Pick out every line in the data below that contains the word "cloud", and copy each one.

_Exercise input_
========

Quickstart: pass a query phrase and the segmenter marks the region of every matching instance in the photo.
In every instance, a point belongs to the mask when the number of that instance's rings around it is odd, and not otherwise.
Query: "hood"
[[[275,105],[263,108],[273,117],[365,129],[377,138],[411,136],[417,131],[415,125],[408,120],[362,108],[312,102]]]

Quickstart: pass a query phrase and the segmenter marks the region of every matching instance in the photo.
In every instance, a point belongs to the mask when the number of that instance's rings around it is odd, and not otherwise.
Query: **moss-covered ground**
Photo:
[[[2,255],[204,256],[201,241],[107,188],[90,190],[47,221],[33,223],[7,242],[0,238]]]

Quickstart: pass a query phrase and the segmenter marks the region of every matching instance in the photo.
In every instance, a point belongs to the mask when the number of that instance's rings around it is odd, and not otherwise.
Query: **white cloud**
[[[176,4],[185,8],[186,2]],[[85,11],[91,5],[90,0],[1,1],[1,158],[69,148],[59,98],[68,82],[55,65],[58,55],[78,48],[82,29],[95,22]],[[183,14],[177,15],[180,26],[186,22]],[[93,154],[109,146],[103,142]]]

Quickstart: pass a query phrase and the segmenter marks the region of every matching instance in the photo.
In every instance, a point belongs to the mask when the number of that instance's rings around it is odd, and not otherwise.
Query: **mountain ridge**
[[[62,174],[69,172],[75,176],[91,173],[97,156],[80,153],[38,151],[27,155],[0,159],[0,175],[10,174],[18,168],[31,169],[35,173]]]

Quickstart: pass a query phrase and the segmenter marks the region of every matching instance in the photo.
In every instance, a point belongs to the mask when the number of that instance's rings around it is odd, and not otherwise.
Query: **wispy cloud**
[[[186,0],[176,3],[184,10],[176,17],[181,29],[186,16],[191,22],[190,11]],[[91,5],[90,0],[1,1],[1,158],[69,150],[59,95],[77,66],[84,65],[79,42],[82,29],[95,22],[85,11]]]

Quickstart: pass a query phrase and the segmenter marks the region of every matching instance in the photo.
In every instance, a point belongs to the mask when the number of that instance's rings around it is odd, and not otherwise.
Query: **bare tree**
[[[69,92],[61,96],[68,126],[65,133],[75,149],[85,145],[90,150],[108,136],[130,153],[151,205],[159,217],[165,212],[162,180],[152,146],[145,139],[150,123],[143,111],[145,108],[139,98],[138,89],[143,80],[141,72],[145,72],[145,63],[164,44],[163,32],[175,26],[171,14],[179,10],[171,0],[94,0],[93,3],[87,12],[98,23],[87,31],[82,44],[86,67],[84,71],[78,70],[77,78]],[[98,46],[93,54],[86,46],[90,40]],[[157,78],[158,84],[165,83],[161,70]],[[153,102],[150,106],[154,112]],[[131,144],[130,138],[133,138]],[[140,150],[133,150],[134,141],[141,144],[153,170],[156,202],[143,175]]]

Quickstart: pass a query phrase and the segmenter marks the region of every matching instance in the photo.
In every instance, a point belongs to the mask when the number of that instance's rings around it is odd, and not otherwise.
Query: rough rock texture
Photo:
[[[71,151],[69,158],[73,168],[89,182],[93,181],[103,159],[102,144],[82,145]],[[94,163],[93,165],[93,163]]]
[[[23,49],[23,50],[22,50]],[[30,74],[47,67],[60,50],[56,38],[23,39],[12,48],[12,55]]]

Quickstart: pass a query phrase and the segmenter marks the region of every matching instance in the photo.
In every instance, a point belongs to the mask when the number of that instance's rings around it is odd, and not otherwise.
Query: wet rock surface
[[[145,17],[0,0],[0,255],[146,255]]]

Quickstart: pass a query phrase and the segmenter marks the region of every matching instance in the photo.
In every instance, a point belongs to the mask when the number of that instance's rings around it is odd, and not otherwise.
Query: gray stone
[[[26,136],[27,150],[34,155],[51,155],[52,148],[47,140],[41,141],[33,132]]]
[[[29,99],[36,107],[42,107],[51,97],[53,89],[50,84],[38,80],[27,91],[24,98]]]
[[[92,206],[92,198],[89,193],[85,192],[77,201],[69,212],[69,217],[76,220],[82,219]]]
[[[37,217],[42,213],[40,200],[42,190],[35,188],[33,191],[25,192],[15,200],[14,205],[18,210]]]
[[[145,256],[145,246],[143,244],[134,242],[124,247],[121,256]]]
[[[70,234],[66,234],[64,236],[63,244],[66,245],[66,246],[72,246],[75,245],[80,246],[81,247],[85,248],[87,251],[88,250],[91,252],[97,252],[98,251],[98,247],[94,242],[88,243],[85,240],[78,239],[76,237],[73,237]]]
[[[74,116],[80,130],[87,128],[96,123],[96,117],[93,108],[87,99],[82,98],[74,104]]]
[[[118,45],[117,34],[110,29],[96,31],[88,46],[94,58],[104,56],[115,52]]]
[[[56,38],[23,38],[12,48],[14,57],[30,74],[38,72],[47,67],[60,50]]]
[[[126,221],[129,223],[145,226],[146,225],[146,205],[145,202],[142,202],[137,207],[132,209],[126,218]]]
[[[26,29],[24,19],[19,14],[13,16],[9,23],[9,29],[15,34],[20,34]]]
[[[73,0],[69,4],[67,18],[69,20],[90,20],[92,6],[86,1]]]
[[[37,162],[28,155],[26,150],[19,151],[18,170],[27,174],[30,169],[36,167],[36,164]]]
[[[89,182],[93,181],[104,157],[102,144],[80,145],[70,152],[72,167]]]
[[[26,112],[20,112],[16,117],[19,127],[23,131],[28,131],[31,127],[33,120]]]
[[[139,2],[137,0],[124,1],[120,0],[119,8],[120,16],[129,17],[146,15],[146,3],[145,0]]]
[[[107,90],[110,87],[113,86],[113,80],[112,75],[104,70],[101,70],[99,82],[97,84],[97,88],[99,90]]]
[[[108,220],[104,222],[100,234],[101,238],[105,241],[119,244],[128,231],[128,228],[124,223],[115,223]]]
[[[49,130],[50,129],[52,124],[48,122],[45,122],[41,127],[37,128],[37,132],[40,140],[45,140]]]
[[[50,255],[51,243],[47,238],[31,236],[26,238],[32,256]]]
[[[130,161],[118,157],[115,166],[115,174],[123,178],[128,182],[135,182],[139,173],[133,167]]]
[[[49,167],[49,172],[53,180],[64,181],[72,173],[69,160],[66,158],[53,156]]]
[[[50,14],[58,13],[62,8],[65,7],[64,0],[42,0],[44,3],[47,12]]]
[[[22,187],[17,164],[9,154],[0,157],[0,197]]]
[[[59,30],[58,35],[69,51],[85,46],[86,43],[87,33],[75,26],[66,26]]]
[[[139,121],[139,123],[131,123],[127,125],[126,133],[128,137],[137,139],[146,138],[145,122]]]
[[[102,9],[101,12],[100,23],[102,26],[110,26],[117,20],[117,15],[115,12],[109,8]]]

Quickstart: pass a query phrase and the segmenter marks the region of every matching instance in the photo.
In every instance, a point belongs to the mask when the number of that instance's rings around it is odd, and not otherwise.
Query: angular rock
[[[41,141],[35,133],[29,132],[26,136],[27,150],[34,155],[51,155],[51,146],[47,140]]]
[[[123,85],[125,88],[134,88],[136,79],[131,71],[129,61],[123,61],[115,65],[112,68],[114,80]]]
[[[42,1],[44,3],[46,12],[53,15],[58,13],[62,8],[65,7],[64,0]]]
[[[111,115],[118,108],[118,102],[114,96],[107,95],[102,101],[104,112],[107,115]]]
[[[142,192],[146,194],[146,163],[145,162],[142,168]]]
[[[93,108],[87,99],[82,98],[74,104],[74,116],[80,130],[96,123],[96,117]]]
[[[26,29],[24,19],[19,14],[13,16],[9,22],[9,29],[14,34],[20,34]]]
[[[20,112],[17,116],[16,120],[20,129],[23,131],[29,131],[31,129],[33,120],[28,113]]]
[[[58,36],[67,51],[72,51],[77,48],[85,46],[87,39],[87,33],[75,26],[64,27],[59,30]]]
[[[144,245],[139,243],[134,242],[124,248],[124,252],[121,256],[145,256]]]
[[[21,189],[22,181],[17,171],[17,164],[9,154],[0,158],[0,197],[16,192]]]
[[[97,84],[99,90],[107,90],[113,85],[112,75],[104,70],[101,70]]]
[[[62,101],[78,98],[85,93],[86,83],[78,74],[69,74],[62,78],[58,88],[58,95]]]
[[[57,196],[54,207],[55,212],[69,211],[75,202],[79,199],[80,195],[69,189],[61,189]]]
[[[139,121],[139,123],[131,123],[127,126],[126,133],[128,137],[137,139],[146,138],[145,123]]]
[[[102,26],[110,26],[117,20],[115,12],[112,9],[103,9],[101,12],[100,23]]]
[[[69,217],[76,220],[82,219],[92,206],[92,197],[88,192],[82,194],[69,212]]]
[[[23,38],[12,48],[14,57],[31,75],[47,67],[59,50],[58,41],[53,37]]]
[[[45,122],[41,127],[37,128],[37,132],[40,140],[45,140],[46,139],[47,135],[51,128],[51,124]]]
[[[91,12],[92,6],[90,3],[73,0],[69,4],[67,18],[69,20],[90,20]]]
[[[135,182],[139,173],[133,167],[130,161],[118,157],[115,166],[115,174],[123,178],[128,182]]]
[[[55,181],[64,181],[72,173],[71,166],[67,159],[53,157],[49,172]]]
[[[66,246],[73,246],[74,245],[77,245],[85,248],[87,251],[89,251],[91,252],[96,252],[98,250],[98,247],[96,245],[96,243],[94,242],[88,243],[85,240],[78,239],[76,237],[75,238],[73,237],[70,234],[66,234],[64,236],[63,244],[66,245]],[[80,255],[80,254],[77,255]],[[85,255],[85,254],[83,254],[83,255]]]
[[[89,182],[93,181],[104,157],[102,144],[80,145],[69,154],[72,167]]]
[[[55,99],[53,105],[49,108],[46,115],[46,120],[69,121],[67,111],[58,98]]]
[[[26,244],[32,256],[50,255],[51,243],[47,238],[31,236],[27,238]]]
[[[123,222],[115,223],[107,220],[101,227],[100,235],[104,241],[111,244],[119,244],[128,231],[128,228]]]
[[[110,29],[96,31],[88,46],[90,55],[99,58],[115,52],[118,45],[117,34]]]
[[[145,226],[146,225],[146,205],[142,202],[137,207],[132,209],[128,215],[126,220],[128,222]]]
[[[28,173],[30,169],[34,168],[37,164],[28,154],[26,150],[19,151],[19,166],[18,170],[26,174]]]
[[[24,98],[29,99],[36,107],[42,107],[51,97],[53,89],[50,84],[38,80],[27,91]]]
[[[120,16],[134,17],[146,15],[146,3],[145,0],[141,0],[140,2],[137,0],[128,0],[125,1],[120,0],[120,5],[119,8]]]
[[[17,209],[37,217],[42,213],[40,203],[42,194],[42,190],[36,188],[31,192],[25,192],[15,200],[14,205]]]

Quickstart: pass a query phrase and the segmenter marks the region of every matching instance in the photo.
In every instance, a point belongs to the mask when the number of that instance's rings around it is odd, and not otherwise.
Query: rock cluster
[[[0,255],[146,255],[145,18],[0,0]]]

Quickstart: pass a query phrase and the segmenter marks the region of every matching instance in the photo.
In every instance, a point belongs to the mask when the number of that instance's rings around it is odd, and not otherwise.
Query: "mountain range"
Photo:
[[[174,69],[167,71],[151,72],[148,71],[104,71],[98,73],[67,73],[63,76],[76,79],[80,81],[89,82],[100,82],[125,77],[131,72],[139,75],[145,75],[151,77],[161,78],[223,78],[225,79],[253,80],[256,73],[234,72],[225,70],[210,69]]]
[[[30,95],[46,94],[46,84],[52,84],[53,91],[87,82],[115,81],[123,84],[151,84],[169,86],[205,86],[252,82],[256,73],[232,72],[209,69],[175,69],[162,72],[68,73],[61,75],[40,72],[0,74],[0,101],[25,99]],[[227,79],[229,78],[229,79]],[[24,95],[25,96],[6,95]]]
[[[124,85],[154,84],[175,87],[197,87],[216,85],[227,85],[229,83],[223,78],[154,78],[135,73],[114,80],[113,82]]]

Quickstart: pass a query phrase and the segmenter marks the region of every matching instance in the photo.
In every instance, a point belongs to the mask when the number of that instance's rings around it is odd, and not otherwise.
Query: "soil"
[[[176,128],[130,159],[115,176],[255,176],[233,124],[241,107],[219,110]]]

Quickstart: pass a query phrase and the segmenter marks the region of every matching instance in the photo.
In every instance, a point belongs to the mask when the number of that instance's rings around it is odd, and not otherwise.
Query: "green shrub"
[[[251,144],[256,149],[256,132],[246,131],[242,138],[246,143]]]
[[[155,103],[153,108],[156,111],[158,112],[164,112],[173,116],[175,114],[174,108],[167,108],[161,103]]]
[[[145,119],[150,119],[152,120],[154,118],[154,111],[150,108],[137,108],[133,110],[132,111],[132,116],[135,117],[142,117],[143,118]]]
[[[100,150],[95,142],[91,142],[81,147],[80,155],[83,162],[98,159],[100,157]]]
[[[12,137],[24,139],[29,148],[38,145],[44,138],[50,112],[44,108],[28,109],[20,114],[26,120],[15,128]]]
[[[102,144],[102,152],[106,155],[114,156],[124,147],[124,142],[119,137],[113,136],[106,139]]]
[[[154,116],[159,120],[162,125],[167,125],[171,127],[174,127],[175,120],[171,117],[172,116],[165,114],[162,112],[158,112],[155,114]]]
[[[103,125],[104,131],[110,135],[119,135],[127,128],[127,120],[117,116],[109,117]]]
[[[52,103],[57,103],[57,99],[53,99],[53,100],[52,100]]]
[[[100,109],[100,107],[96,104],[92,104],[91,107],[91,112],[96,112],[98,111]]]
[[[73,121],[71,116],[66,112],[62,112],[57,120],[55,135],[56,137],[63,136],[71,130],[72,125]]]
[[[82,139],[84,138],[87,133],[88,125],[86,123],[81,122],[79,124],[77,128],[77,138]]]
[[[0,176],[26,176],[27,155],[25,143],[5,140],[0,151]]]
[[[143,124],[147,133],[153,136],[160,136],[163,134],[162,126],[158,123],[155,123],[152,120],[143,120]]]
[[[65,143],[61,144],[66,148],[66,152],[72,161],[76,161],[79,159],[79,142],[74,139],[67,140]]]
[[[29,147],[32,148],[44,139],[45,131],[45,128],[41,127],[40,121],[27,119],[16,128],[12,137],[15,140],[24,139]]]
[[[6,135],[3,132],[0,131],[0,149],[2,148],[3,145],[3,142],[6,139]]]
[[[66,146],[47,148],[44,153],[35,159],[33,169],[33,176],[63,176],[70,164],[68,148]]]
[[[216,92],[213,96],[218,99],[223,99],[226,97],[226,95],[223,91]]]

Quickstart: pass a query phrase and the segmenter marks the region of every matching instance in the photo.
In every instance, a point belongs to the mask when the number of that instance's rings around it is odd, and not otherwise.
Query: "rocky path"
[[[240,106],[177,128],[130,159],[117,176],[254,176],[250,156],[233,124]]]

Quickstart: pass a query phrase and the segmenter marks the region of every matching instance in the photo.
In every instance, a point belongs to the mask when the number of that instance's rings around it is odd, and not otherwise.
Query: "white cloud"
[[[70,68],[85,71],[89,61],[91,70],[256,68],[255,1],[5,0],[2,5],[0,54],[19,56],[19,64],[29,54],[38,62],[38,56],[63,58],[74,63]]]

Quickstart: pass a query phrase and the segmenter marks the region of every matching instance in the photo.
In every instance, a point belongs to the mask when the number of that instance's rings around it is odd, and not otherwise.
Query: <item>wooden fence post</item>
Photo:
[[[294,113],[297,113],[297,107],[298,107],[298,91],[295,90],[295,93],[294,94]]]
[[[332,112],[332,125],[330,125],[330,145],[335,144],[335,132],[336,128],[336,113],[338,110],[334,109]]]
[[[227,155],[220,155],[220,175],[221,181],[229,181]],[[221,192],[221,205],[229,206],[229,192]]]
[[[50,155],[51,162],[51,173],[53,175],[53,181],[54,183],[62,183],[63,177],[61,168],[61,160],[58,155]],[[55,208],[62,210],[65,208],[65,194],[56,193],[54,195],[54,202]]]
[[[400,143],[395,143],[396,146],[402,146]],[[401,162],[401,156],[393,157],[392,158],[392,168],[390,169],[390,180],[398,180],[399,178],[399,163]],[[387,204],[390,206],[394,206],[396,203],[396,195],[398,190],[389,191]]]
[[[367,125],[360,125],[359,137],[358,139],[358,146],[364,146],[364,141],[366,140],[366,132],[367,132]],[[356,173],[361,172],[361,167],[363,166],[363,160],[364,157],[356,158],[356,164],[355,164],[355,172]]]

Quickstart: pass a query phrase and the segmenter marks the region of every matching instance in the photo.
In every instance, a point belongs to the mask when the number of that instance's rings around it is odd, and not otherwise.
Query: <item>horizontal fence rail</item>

========

_Written response_
Query: **white cloud**
Query: **wispy cloud**
Query: "white cloud"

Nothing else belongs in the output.